Exercise goal: Convert the material below into a Markdown table with the columns "Row" and "Line," giving each nonblank line its own numbered row and skipping blank lines. Leave the pictures out of the table.

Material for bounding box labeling
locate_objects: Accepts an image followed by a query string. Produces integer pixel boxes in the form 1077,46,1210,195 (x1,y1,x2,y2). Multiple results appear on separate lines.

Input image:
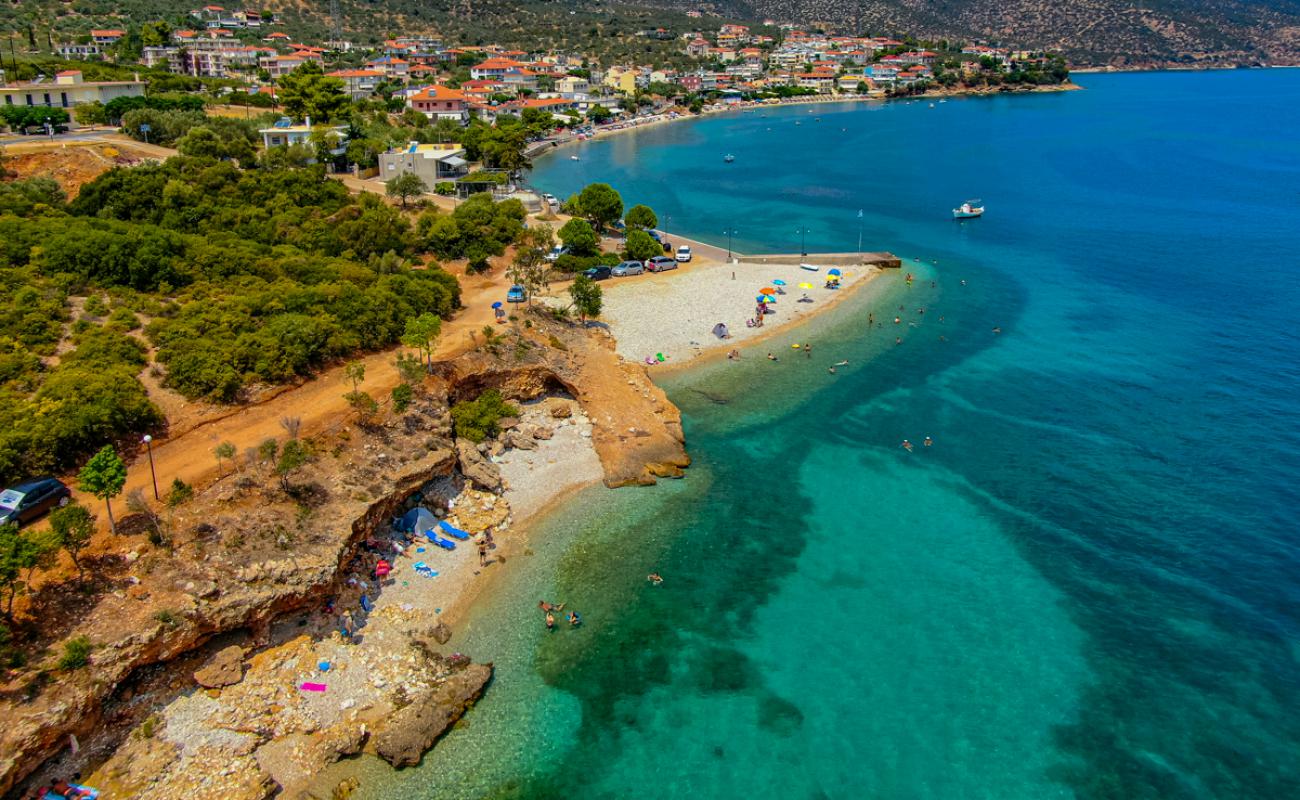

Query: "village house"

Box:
0,69,144,108
90,27,126,47
380,142,469,184
325,69,384,100
407,85,469,122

Final result:
| Row | Line |
|---|---|
| 1 | locate_objects: Accepts an image followed by a query string. Produces integer pixel boxes in the form 1077,46,1210,195 (x1,y1,x2,y2). Multiple results appear on separate lines. |
| 2 | Input image: |
| 3 | Query: "village house" |
| 4 | Box: |
| 5 | 0,69,144,108 |
| 6 | 90,27,126,47 |
| 7 | 380,142,469,184 |
| 8 | 325,69,384,100 |
| 9 | 407,85,469,122 |